Kutipan Sumber:
===============

Masuk Daftar
My Getplus

Rekonsiliasi Harus Didahului Pengungkapan dan Pengakuan Kebenaran

Rekonsiliasi bukan penyelesaian antarpersonal tapi harus diletakkan pada bingkai kebangsaan.

Oleh: Risa Herdahita Putri | 19 Apr 2016

REKONSILIASI menjadi dasar untuk dapat menyelesaikan pelanggaran HAM berat tahun 1965. Namun, rekonsiliasi harus dimulai dari diri sendiri. Semua pihak harus berdamai dengan masa lalu. Demikian dikatakan oleh Letjen TNI (Purn) Agus Widjojo, ketua panitia pengarah simposium nasional “Membedah Tragedi 1965, Pendekatan Kesejarahan” di Hotel Aryaduta, Jakarta, 19 April 2016.

“Banyak yang bilang mending dilupakan, masa lalu itu akan berlalu. Tapi ada berapa beban masa lalu yang akan terus diwariskan. Kita bukan bangsa beradab jika takut menghadapi masa lalu,” ujar Agus Widjojo.

Tantangannya, kata Agus, adalah bagaimana semua pihak bisa melepaskan masa lalunya. “Sudahkan secara individu bisa berdamai dengan diri sendiri? Kalau masih berkutat menuntut keadilan kita tanpa sadar akan masuk ke dalam pembuktian pengadilan,” katanya.

Advertising
Advertising

Menurut Agus konsep rekonsiliasi yang terpenting bukan penyelesaian antarindividu. Rekonsiliasi harus diletakkan pada bingkai kebangsaan. Dia berharap semua pihak tidak takut rekonsiliasi akan menghilangkan hak-hak pihak tertentu. Semua harus sepakat mitos korban bahwa negara bisa berlaku seenaknya pada warganya harus segera ditinggalkan.

“Semua yang dituntut oleh semua komponen dapat selesai dengan rekonsiliasi. Tidak ada hak yang hilang,” tegasnya. Agus optimistis tragedi 1965 tak akan terjadi lagi di negara ini selama Indonesia tetap memakai sitem pemerintahan yang demokratis. “Sebelumnya kan kita menganut kultur kekuasaan absolut,” ungkapnya.

Koordinator Koalisi Keadilan dan Pengungkapan Kebenaran (KKPK), Kemala Candrakirana memaparkan bahwa selama 40 tahun dari 1965 hingga 2005 terkumpul 1.300 kasus kekerasan yang melibatkan 3.150 korban. “Data itu didapatkan dengan mendengar kesaksian melibatkan korban dan majelis warga di ruang publik dari Aceh sampai Papua,” kata Kemala. Bentuk-bentuk penganiyaan beragam, mulai dari pembasmian, kekerasan dalam merampas aset, penyeragaman dan pengendalian kekerasan antarwarga, serta kekerasan terhadap perempuan.

===============

Item yang Diberikan:

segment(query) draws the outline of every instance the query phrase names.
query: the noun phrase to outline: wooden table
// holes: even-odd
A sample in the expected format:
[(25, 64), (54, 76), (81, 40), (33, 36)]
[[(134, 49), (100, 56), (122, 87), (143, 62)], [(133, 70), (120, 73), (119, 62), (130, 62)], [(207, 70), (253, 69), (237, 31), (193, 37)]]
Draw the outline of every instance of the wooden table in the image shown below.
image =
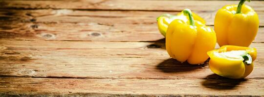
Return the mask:
[[(1, 0), (0, 97), (264, 96), (264, 1), (254, 70), (230, 80), (169, 58), (156, 17), (188, 8), (213, 27), (234, 0)], [(218, 48), (217, 46), (216, 48)]]

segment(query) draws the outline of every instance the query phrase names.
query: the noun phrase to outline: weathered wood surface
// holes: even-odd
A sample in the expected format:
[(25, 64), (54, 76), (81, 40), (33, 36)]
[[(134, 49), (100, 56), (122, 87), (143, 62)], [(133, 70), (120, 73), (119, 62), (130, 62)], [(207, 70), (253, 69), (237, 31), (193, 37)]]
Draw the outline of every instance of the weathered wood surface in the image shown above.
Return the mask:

===============

Instruksi Tertulis 1: Salin tanpa perubahan bagian artikel tentang rekonsiliasi tragedi 1965, mulai dari "Oleh: Risa Herdahita" sampai "ujar Agus Widjojo.".
Instruksi Tertulis 2: Menurut artikel tentang rekonsiliasi tragedi 1965, berapa kasus kekerasan dan berapa korban yang terkumpul selama periode 1965 hingga 2005?

Jawaban 1:
Oleh: Risa Herdahita Putri | 19 Apr 2016

REKONSILIASI menjadi dasar untuk dapat menyelesaikan pelanggaran HAM berat tahun 1965. Namun, rekonsiliasi harus dimulai dari diri sendiri. Semua pihak harus berdamai dengan masa lalu. Demikian dikatakan oleh Letjen TNI (Purn) Agus Widjojo, ketua panitia pengarah simposium nasional “Membedah Tragedi 1965, Pendekatan Kesejarahan” di Hotel Aryaduta, Jakarta, 19 April 2016.

“Banyak yang bilang mending dilupakan, masa lalu itu akan berlalu. Tapi ada berapa beban masa lalu yang akan terus diwariskan. Kita bukan bangsa beradab jika takut menghadapi masa lalu,” ujar Agus Widjojo.

Jawaban 2: Terkumpul 1.300 kasus kekerasan yang melibatkan 3.150 korban.